__The data__:
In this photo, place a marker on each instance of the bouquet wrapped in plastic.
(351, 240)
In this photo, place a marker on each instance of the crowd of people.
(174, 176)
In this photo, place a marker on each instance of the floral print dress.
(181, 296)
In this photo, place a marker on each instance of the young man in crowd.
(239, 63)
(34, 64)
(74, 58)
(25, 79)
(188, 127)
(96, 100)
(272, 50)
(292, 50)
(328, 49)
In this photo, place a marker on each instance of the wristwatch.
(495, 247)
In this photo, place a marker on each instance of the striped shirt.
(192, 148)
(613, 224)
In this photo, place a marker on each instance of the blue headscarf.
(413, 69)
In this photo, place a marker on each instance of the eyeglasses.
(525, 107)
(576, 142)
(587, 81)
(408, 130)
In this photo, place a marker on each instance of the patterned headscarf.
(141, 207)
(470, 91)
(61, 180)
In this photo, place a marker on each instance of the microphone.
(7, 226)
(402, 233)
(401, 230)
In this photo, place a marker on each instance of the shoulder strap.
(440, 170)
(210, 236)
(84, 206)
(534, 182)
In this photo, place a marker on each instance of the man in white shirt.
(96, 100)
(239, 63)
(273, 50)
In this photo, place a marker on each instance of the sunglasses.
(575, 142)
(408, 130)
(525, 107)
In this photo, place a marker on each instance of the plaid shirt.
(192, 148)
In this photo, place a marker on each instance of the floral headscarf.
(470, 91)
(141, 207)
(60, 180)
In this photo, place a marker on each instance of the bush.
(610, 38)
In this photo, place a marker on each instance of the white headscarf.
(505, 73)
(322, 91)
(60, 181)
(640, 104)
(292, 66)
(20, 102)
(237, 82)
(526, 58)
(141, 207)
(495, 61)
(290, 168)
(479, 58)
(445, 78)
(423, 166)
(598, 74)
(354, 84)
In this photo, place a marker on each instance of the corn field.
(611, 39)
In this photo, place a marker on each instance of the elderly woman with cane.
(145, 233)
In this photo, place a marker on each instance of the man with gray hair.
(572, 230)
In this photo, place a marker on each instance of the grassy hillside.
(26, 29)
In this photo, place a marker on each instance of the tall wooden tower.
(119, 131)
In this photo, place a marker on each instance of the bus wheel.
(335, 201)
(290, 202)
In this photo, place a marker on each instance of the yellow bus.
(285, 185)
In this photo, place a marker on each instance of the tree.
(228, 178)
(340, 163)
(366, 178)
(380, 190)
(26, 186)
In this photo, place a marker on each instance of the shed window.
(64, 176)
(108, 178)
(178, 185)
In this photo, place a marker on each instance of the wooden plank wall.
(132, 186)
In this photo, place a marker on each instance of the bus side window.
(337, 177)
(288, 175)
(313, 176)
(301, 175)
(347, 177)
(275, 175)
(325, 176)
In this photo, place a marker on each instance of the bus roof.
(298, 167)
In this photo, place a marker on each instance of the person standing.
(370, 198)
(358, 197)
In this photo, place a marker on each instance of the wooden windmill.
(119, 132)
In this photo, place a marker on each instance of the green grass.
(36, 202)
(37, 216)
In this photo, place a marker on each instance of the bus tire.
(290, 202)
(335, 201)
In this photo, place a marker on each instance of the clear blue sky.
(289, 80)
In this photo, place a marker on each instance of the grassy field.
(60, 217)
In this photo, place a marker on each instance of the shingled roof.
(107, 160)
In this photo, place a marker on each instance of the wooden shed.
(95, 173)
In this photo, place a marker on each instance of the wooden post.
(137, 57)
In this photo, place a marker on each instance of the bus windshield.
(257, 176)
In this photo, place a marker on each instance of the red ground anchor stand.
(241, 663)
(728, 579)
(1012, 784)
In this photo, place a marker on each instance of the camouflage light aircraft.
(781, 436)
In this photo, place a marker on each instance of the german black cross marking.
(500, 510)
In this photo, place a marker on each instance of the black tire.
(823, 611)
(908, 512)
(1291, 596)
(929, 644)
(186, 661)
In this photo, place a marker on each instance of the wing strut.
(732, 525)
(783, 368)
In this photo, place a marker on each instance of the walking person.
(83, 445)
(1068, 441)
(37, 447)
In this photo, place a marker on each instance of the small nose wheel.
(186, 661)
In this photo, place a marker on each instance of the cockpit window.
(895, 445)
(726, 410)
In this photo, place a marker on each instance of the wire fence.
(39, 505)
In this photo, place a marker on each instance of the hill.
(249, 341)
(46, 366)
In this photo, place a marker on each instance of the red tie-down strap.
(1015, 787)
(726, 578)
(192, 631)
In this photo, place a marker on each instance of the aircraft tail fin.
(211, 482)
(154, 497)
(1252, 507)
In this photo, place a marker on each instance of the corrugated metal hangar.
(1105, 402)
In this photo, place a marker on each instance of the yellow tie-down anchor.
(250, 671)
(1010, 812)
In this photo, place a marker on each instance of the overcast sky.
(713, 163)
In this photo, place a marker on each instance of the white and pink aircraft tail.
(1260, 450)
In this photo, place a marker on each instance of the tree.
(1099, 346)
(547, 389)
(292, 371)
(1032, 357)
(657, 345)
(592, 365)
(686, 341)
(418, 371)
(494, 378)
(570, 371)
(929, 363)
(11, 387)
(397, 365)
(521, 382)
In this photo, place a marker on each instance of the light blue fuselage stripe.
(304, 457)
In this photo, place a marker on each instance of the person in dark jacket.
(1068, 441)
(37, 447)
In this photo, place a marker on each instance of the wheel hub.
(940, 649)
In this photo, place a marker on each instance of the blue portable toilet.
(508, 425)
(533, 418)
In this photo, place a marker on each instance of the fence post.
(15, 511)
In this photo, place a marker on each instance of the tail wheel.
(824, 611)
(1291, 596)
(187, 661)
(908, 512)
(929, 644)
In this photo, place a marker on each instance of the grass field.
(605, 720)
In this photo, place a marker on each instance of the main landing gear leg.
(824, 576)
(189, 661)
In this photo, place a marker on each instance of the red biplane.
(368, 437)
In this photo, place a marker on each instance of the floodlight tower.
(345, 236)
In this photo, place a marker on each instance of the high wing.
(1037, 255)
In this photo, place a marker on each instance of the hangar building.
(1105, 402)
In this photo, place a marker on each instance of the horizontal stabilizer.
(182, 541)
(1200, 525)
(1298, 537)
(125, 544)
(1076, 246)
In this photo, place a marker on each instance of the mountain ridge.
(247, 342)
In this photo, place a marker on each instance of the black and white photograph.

__What is needed__:
The entire listing is to be retyped exactly.

__Completed task__:
In this photo, place a marker on each instance of the bouquet wrapped in plastic.
(351, 240)
In this photo, place a marker on each instance of the crowd of people.
(174, 176)
In this photo, place a marker on each instance of the floral print dress.
(181, 296)
In this photo, place a marker on each instance of the young man in crowd.
(239, 63)
(34, 64)
(74, 58)
(25, 79)
(188, 127)
(96, 100)
(272, 50)
(292, 50)
(328, 49)
In this photo, place a marker on each instance of the wristwatch.
(495, 247)
In this photo, place a marker on each instance of the striped shirt.
(192, 148)
(613, 224)
In this photo, place a marker on each instance of the blue headscarf.
(413, 69)
In this photo, place a marker on each instance of the eyeglasses.
(525, 107)
(576, 142)
(587, 81)
(408, 130)
In this photo, place a marker on each instance of the patterned headscarf.
(141, 207)
(470, 91)
(61, 180)
In this photo, place a marker on each instance of the microphone.
(7, 226)
(402, 233)
(401, 230)
In this photo, place a marker on each instance of the shoulder strap.
(440, 170)
(210, 236)
(84, 206)
(534, 182)
In this photo, place a marker on each instance of the man in white shirt.
(96, 100)
(239, 63)
(273, 50)
In this photo, place a marker on each instance of the sunglasses.
(575, 142)
(408, 130)
(525, 107)
In this photo, place a marker on each instance of the plaid shirt.
(192, 148)
In this photo, place a marker on each instance of the floral headscarf.
(470, 91)
(141, 207)
(60, 180)
In this photo, place a marker on each instance of the bush.
(610, 38)
In this photo, place a marker on each instance of the white headscarf.
(505, 73)
(322, 91)
(60, 181)
(640, 104)
(292, 66)
(20, 102)
(237, 82)
(526, 58)
(141, 207)
(495, 61)
(290, 168)
(479, 58)
(445, 78)
(423, 166)
(598, 74)
(354, 84)
In this photo, place a marker on each instance of the corn field.
(611, 39)
In this photo, place a marker on each instance of the elderly woman with cane.
(145, 233)
In this photo, place a marker on each instance of the man with gray hair.
(572, 230)
In this photo, place a marker on each instance of the grassy hillside.
(26, 29)
In this photo, place a marker on each instance of the tall wooden tower.
(119, 131)
In this photo, place a marker on each instance of the bus wheel.
(335, 201)
(290, 202)
In this photo, place a marker on each instance of the yellow bus.
(285, 185)
In this photo, place a marker on each instance of the tree.
(228, 178)
(340, 163)
(366, 178)
(380, 190)
(26, 186)
In this photo, place a marker on each instance of the shed window.
(64, 176)
(108, 178)
(178, 185)
In this photo, place a marker on each instance of the wooden plank wall.
(132, 186)
In this photo, place a marker on each instance of the bus side window.
(337, 177)
(288, 175)
(313, 176)
(301, 175)
(347, 177)
(275, 175)
(325, 176)
In this photo, place a marker on each instance of the bus roof.
(298, 167)
In this photo, place a marker on each instance of the person standing.
(370, 198)
(358, 197)
In this photo, place a marker on each instance of the wooden windmill.
(119, 132)
In this photo, place a marker on each instance of the green grass.
(36, 202)
(37, 216)
In this photo, place a marker on each instance of the bus tire.
(290, 202)
(335, 201)
In this photo, place a marker on each instance of the clear blue sky.
(289, 80)
In this photo, place a marker on each instance of the grassy field.
(60, 217)
In this photo, place a marker on each instance of the shingled roof.
(107, 160)
In this photo, place a marker on each instance of the wooden shed.
(95, 173)
In this photo, place a marker on each instance of the wooden post.
(137, 57)
In this photo, place a marker on each instance of the bus windshield.
(257, 176)
In this photo, place a marker on each instance of the red ground anchor stand.
(241, 663)
(728, 579)
(1012, 784)
In this photo, place a marker on each instance of the camouflage light aircraft.
(781, 436)
In this photo, place a marker on each instance of the german black cross marking.
(500, 510)
In this photo, place a marker on each instance of the black tire.
(823, 611)
(908, 512)
(1291, 596)
(929, 644)
(186, 661)
In this photo, place a marker on each instance of the wing strut.
(732, 525)
(783, 368)
In this photo, place a marker on each instance of the walking person.
(83, 445)
(1068, 441)
(37, 447)
In this photo, place a marker on each instance of the small nose wheel.
(186, 661)
In this photo, place a marker on each instance of the cockpit window.
(895, 445)
(726, 410)
In this photo, place a marker on each instance of the wire fence.
(39, 505)
In this photo, place a marker on each instance of the hill.
(249, 341)
(46, 366)
In this photo, place a marker on each instance of the red tie-down strap.
(1015, 787)
(726, 578)
(192, 631)
In this photo, place a marker on each instance of the aircraft tail fin.
(211, 482)
(154, 497)
(1252, 507)
In this photo, place a marker on each instance of the corrugated metal hangar.
(1105, 402)
In this photo, place a marker on each instance of the yellow tie-down anchor.
(250, 671)
(1010, 812)
In this photo, place a marker on each instance of the overcast sky.
(713, 163)
In this photo, place a marker on each instance of the white and pink aircraft tail.
(1260, 450)
In this photo, place a marker on each instance of the tree.
(1099, 346)
(547, 389)
(292, 371)
(1032, 357)
(657, 345)
(592, 365)
(686, 341)
(418, 371)
(494, 378)
(570, 371)
(929, 363)
(11, 387)
(397, 365)
(521, 382)
In this photo, place a marker on each instance of the light blue fuselage stripe.
(304, 457)
In this photo, place a marker on each instance of the person in dark jacket.
(1068, 441)
(37, 447)
In this photo, place a marker on each instance of the wheel hub.
(940, 649)
In this photo, place a marker on each instance of the blue portable toilet.
(508, 425)
(533, 418)
In this photo, place a marker on each instance of the fence post.
(15, 511)
In this photo, place a marker on each instance of the tail wheel.
(824, 611)
(1291, 596)
(187, 661)
(908, 512)
(929, 644)
In this photo, place a marker on each instance of the grass field.
(605, 720)
In this photo, place a marker on each instance of the main landing gear leg.
(824, 576)
(189, 661)
In this photo, place a marker on each instance of the red biplane.
(368, 437)
In this photo, place a marker on each instance of the floodlight tower.
(345, 236)
In this photo, place a marker on each instance of the high wing.
(1037, 255)
In this photo, place a marker on each instance of the hangar building.
(1105, 402)
In this photo, place a marker on each instance of the horizontal stabilizer.
(182, 541)
(1200, 525)
(1298, 537)
(125, 544)
(1076, 246)
In this photo, place a marker on each instance of the mountain ridge.
(247, 342)
In this photo, place a marker on each instance of the black and white photograph.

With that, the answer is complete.